● **Bloque de texto**
■ ■ ■ ■ ■

Si un hombre se declarase abiertamente reacio al capitalismo, no nos resultaría extraño que su audiencia lo relacionase con cualquiera de los credos marxistas. Si, por el contrario, ese mismo hombre disertase prolijamente sobre los vicios inherentes al marxismo, consideraríamos juicioso que sus interlocutores lo vincularan al capitalismo o a esa transmutación contemporánea suya, el neoliberalismo. Y lo consideraríamos juicioso porque nos hemos dejado atrapar por un falso dilema, porque hemos aceptado la cuando menos cuestionable idea de que sólo hay dos aproximaciones posibles a la cuestión económica: la capitalista, que vendría a enfatizar la actividad privada, y la comunista, que vendría a reivindicar el papel del Estado en la generación de la riqueza.

■ ■ ■ ■ ■

● **Extractos del listado**
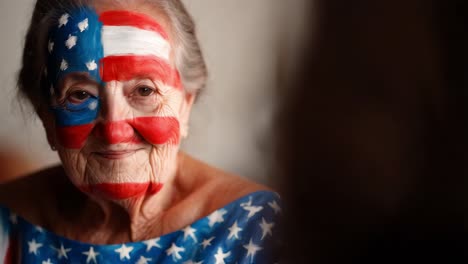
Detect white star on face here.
[268,201,281,214]
[214,247,231,264]
[51,244,71,259]
[200,237,215,249]
[88,101,97,110]
[60,59,68,71]
[28,239,42,255]
[47,40,54,53]
[9,213,18,224]
[244,239,262,261]
[86,60,97,71]
[228,221,242,239]
[183,226,198,242]
[59,14,70,28]
[114,244,133,260]
[136,256,151,264]
[166,243,185,261]
[65,34,78,49]
[260,217,275,240]
[208,209,227,227]
[78,18,89,32]
[42,259,52,264]
[82,247,99,263]
[143,238,161,252]
[242,205,263,218]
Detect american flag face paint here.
[47,7,186,200]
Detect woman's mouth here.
[95,150,136,160]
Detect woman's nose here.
[95,82,136,144]
[95,120,135,144]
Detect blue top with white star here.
[0,191,281,264]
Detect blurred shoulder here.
[0,166,64,222]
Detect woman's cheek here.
[53,97,100,149]
[129,116,180,145]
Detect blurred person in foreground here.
[277,0,468,263]
[0,0,279,263]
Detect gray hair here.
[18,0,208,110]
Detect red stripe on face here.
[100,56,182,89]
[56,124,94,149]
[80,182,163,200]
[99,10,169,40]
[95,116,180,145]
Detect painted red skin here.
[80,182,163,200]
[99,10,169,40]
[99,56,182,90]
[3,238,19,264]
[57,116,180,149]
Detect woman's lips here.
[95,150,137,160]
[80,182,163,200]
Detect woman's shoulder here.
[180,154,273,212]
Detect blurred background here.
[0,0,468,263]
[0,0,307,184]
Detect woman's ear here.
[179,92,196,138]
[37,104,57,150]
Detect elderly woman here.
[0,0,280,263]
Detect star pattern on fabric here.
[260,217,275,240]
[47,40,55,53]
[182,226,198,242]
[208,209,227,227]
[58,14,70,28]
[9,214,18,224]
[136,256,151,264]
[51,244,71,259]
[86,60,97,71]
[78,18,89,32]
[214,247,231,264]
[42,258,53,264]
[166,243,185,261]
[0,192,280,264]
[200,237,215,249]
[182,260,203,264]
[115,244,133,260]
[65,34,78,49]
[83,247,99,263]
[28,239,42,255]
[60,59,68,71]
[268,201,281,214]
[228,221,242,239]
[143,237,161,252]
[244,239,262,261]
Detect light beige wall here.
[0,0,305,185]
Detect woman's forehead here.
[48,5,180,86]
[82,0,172,39]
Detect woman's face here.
[42,3,193,200]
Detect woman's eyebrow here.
[62,73,97,84]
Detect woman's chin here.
[80,182,163,200]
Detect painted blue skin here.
[47,7,104,126]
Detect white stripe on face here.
[102,26,171,61]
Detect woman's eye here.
[68,90,91,104]
[136,86,154,96]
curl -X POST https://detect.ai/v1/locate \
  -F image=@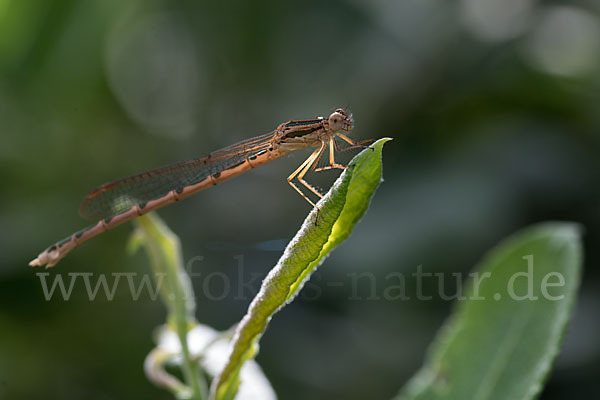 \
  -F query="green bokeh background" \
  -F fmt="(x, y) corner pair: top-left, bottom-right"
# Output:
(0, 0), (600, 400)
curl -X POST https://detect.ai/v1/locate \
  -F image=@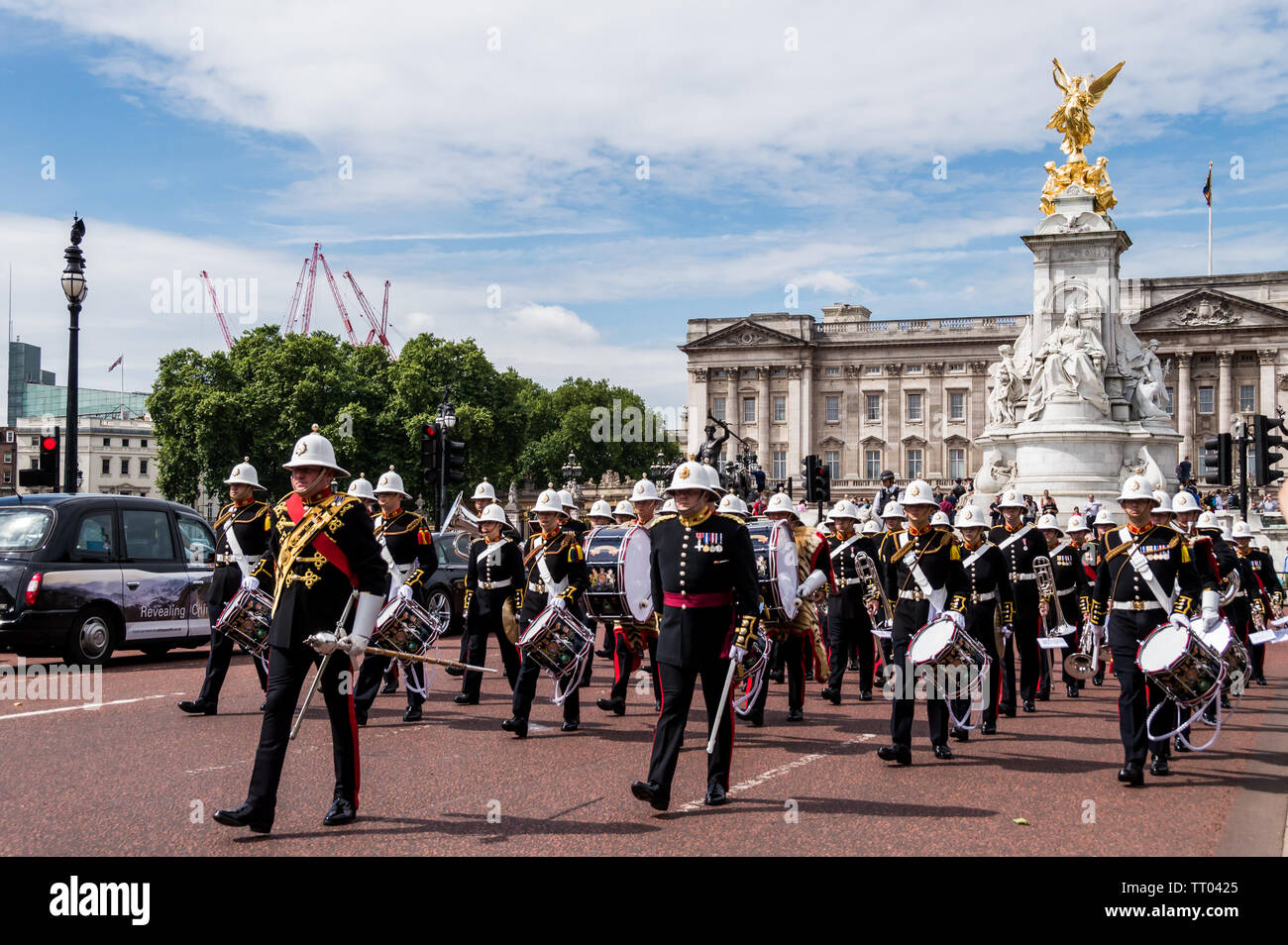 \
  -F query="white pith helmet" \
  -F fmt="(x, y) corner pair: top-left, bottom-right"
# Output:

■ ■ ■ ■ ■

● **Ejercicios**
a - Según el bloque de texto, ¿por qué consideraríamos juicioso vincular al capitalismo a un hombre que critica los vicios del marxismo? Responde en una a tres oraciones.
b - Actualiza el bloque de texto desde "Si un hombre" hasta "de la riqueza." y cambia "neoliberalismo" por "liberalismo económico".

● **Soluciones**
a - Porque nos hemos dejado atrapar por un falso dilema. Hemos aceptado la idea, cuando menos cuestionable, de que solo hay dos aproximaciones posibles a la cuestión económica: la capitalista, que enfatiza la actividad privada, y la comunista, que reivindica el papel del Estado en la generación de la riqueza.

b -
Si un hombre se declarase abiertamente reacio al capitalismo, no nos resultaría extraño que su audiencia lo relacionase con cualquiera de los credos marxistas. Si, por el contrario, ese mismo hombre disertase prolijamente sobre los vicios inherentes al marxismo, consideraríamos juicioso que sus interlocutores lo vincularan al capitalismo o a esa transmutación contemporánea suya, el liberalismo económico. Y lo consideraríamos juicioso porque nos hemos dejado atrapar por un falso dilema, porque hemos aceptado la cuando menos cuestionable idea de que sólo hay dos aproximaciones posibles a la cuestión económica: la capitalista, que vendría a enfatizar la actividad privada, y la comunista, que vendría a reivindicar el papel del Estado en la generación de la riqueza.